Directions for this task
Put the listing below into a Markdown table with the columns No. and Text, giving each nonblank line its own numbered row. Skip the blank lines and leave the pictures out.

Records supplied
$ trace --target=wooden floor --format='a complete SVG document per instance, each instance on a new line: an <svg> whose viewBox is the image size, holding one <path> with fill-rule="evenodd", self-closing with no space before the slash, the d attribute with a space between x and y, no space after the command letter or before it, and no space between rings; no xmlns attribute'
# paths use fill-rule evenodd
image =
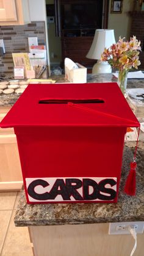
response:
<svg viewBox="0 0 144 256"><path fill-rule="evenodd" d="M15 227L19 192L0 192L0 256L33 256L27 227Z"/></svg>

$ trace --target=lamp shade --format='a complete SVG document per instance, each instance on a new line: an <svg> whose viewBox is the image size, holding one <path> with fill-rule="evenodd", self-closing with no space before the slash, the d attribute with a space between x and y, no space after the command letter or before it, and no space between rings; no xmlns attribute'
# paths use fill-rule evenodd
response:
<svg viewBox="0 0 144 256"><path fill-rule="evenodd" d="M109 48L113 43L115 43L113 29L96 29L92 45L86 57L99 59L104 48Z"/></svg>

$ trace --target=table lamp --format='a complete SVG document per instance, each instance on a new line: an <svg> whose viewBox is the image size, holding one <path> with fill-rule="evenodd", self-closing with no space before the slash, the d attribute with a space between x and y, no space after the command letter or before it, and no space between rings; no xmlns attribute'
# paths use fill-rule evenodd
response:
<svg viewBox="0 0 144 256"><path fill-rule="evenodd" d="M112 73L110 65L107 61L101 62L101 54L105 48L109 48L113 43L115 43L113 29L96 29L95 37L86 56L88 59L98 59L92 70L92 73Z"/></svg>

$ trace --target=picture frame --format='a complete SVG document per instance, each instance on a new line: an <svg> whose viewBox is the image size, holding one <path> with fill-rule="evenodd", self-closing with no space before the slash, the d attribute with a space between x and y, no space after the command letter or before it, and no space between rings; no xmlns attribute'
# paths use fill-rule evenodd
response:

Task result
| No. | Text |
|---|---|
| 1 | $ trace --target=wooden floor --format='a complete SVG document per instance, each instance on a new line: an <svg> whose viewBox is the image size, holding one <path> with fill-rule="evenodd", self-closing with no space before the slash, the d attribute with a space between x and y, no space after the command letter or before it, and no space between rings; no xmlns attribute' |
| 2 | # paths use fill-rule evenodd |
| 3 | image = |
| 4 | response: |
| 5 | <svg viewBox="0 0 144 256"><path fill-rule="evenodd" d="M15 227L19 192L0 192L0 256L33 256L27 227Z"/></svg> |
| 6 | $ trace --target=lamp shade --format='a complete SVG document per instance, each instance on a new line: an <svg> whose viewBox is the image size, holding one <path> with fill-rule="evenodd", self-closing with no space before the slash, the d attribute with a space between x and y, no space after the command letter or before it, and no space between rings; no xmlns attribute' |
| 7 | # paths use fill-rule evenodd |
| 8 | response: |
| 9 | <svg viewBox="0 0 144 256"><path fill-rule="evenodd" d="M109 48L113 43L115 43L113 29L96 29L92 45L86 57L99 59L104 48Z"/></svg> |
| 10 | $ trace --target=table lamp --format='a complete SVG document per instance, each instance on a new line: an <svg> whose viewBox is the image size, holding one <path> with fill-rule="evenodd", self-closing with no space before the slash, the d attribute with a space between x and y, no space after the command letter or before it, and no space between rings; no xmlns attribute' |
| 11 | # paths use fill-rule evenodd |
| 12 | response: |
| 13 | <svg viewBox="0 0 144 256"><path fill-rule="evenodd" d="M112 73L110 65L107 61L101 62L101 54L105 48L109 48L113 43L115 43L113 29L96 29L95 37L86 56L88 59L98 59L92 70L92 73Z"/></svg> |
| 14 | $ trace --target=picture frame --format='a complete SVG document per instance, each instance on a new line: an <svg> whose viewBox is the image size, holding one <path> with fill-rule="evenodd", self-closing with no space before the slash, the d attribute with a space between x and y, no space after the command letter or before it, and no space between rings; no xmlns attribute' |
| 15 | # paths use fill-rule evenodd |
| 16 | response: |